▶ Problem requirements:
Transcribe the records that follow exactly. Skip the pictures.

Dataset records
/---

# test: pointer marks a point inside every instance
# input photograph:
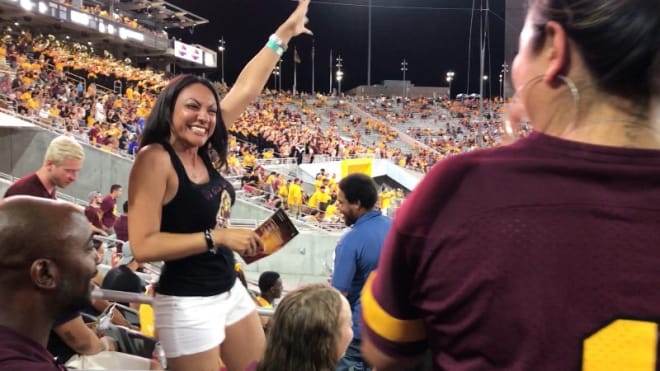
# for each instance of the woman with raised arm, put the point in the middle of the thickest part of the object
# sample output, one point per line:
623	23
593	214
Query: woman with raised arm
202	311
543	254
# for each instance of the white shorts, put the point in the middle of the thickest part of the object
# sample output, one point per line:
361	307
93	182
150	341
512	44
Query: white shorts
194	324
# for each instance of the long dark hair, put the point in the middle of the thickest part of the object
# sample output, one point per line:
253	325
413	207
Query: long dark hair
619	41
159	122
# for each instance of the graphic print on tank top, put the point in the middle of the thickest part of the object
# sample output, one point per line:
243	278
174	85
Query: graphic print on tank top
224	216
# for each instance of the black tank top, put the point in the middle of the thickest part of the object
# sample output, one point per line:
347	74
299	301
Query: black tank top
193	209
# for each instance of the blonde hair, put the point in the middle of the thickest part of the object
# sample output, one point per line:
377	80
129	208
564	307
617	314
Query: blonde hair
304	331
64	148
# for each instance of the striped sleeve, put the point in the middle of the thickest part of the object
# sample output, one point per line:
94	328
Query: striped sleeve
389	319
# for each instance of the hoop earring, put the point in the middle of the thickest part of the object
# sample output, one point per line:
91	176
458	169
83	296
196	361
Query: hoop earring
511	124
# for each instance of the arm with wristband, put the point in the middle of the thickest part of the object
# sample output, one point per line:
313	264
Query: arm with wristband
255	74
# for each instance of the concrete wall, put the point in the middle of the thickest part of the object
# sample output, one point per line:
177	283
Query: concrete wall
22	151
308	258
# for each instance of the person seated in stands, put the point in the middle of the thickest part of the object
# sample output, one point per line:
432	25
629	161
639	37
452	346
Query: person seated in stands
310	330
121	227
41	281
93	211
316	216
270	288
62	163
319	199
70	335
123	277
250	182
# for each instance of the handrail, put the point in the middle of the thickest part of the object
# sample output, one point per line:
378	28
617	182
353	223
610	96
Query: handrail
131	297
46	126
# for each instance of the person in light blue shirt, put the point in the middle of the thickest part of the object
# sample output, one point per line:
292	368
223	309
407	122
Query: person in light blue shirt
357	252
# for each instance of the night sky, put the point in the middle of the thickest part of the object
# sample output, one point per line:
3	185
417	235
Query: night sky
432	41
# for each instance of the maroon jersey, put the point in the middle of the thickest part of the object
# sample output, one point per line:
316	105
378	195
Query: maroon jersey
542	255
29	185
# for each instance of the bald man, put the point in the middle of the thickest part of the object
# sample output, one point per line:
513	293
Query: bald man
47	261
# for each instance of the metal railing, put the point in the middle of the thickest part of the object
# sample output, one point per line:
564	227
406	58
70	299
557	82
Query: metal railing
131	297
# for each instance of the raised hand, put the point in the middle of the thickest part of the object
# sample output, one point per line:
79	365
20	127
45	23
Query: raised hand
295	24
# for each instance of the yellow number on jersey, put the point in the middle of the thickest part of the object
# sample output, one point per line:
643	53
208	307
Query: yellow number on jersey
622	345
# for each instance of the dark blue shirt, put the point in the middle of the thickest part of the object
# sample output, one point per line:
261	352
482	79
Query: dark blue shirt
356	255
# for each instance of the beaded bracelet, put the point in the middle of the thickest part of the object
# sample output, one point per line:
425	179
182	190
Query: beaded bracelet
209	241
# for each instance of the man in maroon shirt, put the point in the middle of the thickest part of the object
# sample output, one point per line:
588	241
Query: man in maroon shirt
121	227
108	216
62	163
493	269
39	281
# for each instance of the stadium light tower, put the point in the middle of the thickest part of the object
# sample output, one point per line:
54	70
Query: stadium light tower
339	74
221	49
404	68
449	76
505	70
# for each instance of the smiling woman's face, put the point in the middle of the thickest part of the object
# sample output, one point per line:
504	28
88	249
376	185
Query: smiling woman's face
194	116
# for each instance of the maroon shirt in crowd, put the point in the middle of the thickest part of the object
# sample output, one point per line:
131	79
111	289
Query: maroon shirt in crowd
542	255
121	230
93	214
108	208
29	185
18	352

\---

▶ Solved problem:
# test: pointer marks a point inside every instance
# input photograph:
# for each instance of the woman with raised arm, put the point in the middle of the thickest part of the object
# sample output, one point per line:
623	23
593	214
Query: woman with raised arm
202	311
543	254
# for each instance of the white shorts, put the point in the middle of the thickest part of the object
# sample output, one point per line:
361	307
93	182
150	341
512	44
Query: white shorts
194	324
# for each instance of the long dark hair, put the point in the middle of the thickest part of the object
# sample output, one point per line:
253	325
413	207
Query: long dark hair
619	41
159	122
# for each instance of the graphic print on tank top, put the point in the middle of the thickest part of the object
# sample output, one point per line:
243	278
174	85
Query: graphic print on tank top
224	216
# for each instance of the black tank top, put the point in the middle of the thickest part of the object
# sample output, one point per line:
347	74
299	301
Query: black tank top
193	209
# for each instance of the blonde hair, put the point in the middle of the thickest part of the object
# sample output, one point per line:
377	80
129	208
564	307
617	314
Query: blonde hair
304	331
64	148
# for each instance of the striped sleeve, put the point in the middle of the thickest part of the object
# sample output, one point per line:
94	328
Query: striped sleeve
389	319
# for each instance of the hoop earring, put the point in the middle of the thickest part of the object
# sample output, one point per line:
91	176
458	169
83	296
196	361
Query: hoop earring
511	124
# for each instance of the arm with wristband, put the point in the middle of the thickest part of the object
# sample output, one point per line:
313	264
Query: arm with wristband
255	74
# for each instance of the concrete wall, put the point in the middle of the thickest part of the object
# sample output, one point per line:
177	283
Query: concrete wall
22	151
308	258
# for each instance of the person seated in stands, put the point in the middle of the thickest part of the object
# sample output, one point per line:
432	25
629	161
639	37
452	346
Query: person seated in stands
310	330
121	227
41	281
93	211
316	216
270	288
62	163
319	199
70	335
123	277
250	182
# for each instance of the handrail, put the point in the middle of the thickest part of the object
# sample output, one point per line:
378	28
617	182
353	223
610	96
Query: handrail
131	297
46	126
# for each instance of the person in light blue shirt, put the point in the middle of the thickest part of the object
# sample output, one point per line:
292	368
223	309
407	122
Query: person in light blue shirt
357	252
# for each instance of the night sky, put the point in the middle of the thickest part of the object
# sample output, one point per line:
3	185
417	235
Query: night sky
432	41
# for each instance of the maroon jersey, put the point in the middle of the thickest part of the object
# sample output, one point per line:
316	105
378	195
Query: maroon jersey
542	255
29	185
# for each instance of the bald man, put the point in the middle of the thickest part of the object
# sample output, one point per line:
513	293
Query: bald man
47	261
# for each instance of the metal railing, put the point in the middle of the thickest part of the object
# sample output, one point per line:
564	227
406	58
70	299
557	82
Query: metal railing
131	297
# for each instance of the raised hand, put the point in the middle of the thickest part of the object
# sample output, one point per line:
79	365
20	127
45	23
Query: raised hand
295	24
# for each instance of the yellow number on jersey, put the point in the middle of the thickest part of the object
# sample output, one point per line:
643	53
208	307
Query: yellow number on jersey
622	345
# for each instance of the dark blue shirt, put the point in the middle of the thickest part of the object
# sample output, one point per line:
261	352
482	79
Query: dark blue shirt
356	255
# for each instance of the beaded bracelet, put the point in the middle of the thickest part of the object
# sample output, one point per line:
425	179
182	190
Query: beaded bracelet
209	241
# for each instance of the man in maroon shirt, put the point in the middle of the thickest part of the object
# sample output, one point per line:
588	241
Query: man in maroon shirt
121	227
108	216
62	163
493	269
39	281
# for each instance of the stadium light tower, put the point in the middle of the thickest part of the object
# sample output, one point per line:
54	70
Query: stadium light tower
339	74
221	49
404	68
449	76
505	70
# for each instance of the smiling woman's face, put the point in the middle of the thickest part of the object
# sample output, one point per line:
504	28
88	249
376	185
Query: smiling woman's face
194	116
# for each instance of the maroon shirt in crowd, put the point in the middle of the thickest part of the object
# sample output, one point per line:
131	79
111	289
Query: maroon shirt in crowd
542	255
121	230
93	214
108	208
29	185
18	352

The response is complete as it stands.